Javascript replace() regular expression too greedy

Question 1

There are several mistakes in the pattern and possible improvements:

/<
\s*    #  not needed (browsers don't recognize "< a" as an "a" tag)

a      #  if you want to avoid a confusion between an "a" tag and the start
       # of an "abbr" tag, you can add a word boundary or better, a "\s+" since
       # there is at least one white character after.

.      #  The dot match all except newlines, if you have an "a" tag on several
       # lines, your pattern will fail. Since Javascript doesn't have the 
       # "singleline" or "dotall" mode, you must replace it with `[\s\S]` that
       # can match all characters (all that is a space + all that is not a space)

*      #  Quantifiers are greedy by default. ".*" will match all until the end of
       # the line, "[\s\S]*" will match all until the end of the string!
       # This will cause to the regex engine a lot of backtracking until the last
       # "href" will be found (and it is not always the one you want)

href=  # You can add a word boundary before the "h" and put optional spaces around
       # the equal sign to make your pattern more "waterproof": \bhref\s*=\s*

\"     #  Don't need to be escaped, as Markasoftware notices it, an attribute
       # value is not always between double quotes. You can have single quotes or
       # no quotes at all. (1)
(.*?)
\"     # same thing
.*     # same thing: match all until the last >
>(.*?)<\/a>/gi

(1) -> About the quotes and the href attribute value:

To deal with single, double or no quotes you can use a capturing group and a backreference:

\bhref\s*=\s*(["']?)([^"'\s>]*)\1

details:

\bhref\s*=\s*
(["']?)     # capture group 1: can contain a single, a double quote or nothing 
([^"'\s>]*) # capture group 2: all that is not a quote to stop before the possible
            # closing quote, a space (urls don't have spaces, however javascript
            # code can contain spaces) or a ">" to stop at the first space or
            # before the end of the tag if quotes are not used.

**Supplied records:**
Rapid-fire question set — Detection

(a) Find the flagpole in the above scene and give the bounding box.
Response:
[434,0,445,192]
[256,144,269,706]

**Short problem 1:** According to the regular expression explanation, why is the "\s*" after the opening "<" unnecessary?
**Short problem 2:** Translate the following sentence from the regular expression explanation into French: "Quantifiers are greedy by default."
**Short problem 3:** Continue the regular expression explanation from the point where it stops.
The items above come from a different source than the regular expression explanation.

**Exercise answer 1:** Browsers do not recognize "< a" as an "a" tag.

**Exercise answer 2:** Les quantificateurs sont gourmands par défaut.

**Exercise answer 3:**
\1          # backreference to the capture group 1

Note that is you use this subpattern you add a capturing group, and the content between a tags is now in the capture group 3. Think to change in your replacement string $2 to $3.

In fine, you can write your pattern like this:

aString.replace(/<a\s+[\s\S]*?\bhref\s*=\s*(["']?)([^"'\s>]*)\1[^>]*>([\s\S]*?)<\/a>/gi,
               '$3 (Link->$1)');

Question 2

use

href="[^"]+"

instead of

href=\"(.*?)\"

basically this will grab any character till it meets the next "

Though it would probably be easier to implement something like markdown syntax that way you would not have to worry about stripping out the wrong tags, just strip all and replace the markdowns with their html tag counterparts when displaying the text.

For instance on SO you can make a link by just using

[link text](http://linkurl.com)

and a regex to do the replace would be

var displayText = "This is just some text [and this is a link](http://example.com) and then more text";
var linkMarkdown = /\[([^\]]+)\]\(([^\)]+)\)/;
displayText.replace(linkMarkdown,'<a href="$2">$1</a>');

Or use a already made library that will do the conversions.

Question 3

Thank you all for the suggestions; it helped me a lot and had lots of ideas for improving it.

But I think I found the specific cause of the original regex failing. Casimir's answer touches on it, but I didn't understand it until I happened upon this fix.

I had been looking in the wrong place for the problem, here:

/<\s*a.*href=\"(.*?)\".*>(.*?)<\/a>/gi
                       ^

I was able to fix my original query by inserting a question mark after the a.*hre area, like this:

/<\s*a.*?href=\"(.*?)\".*>(.*?)<\/a>/gi
        ^

I do plan on using the other suggestions here to improve my statement further.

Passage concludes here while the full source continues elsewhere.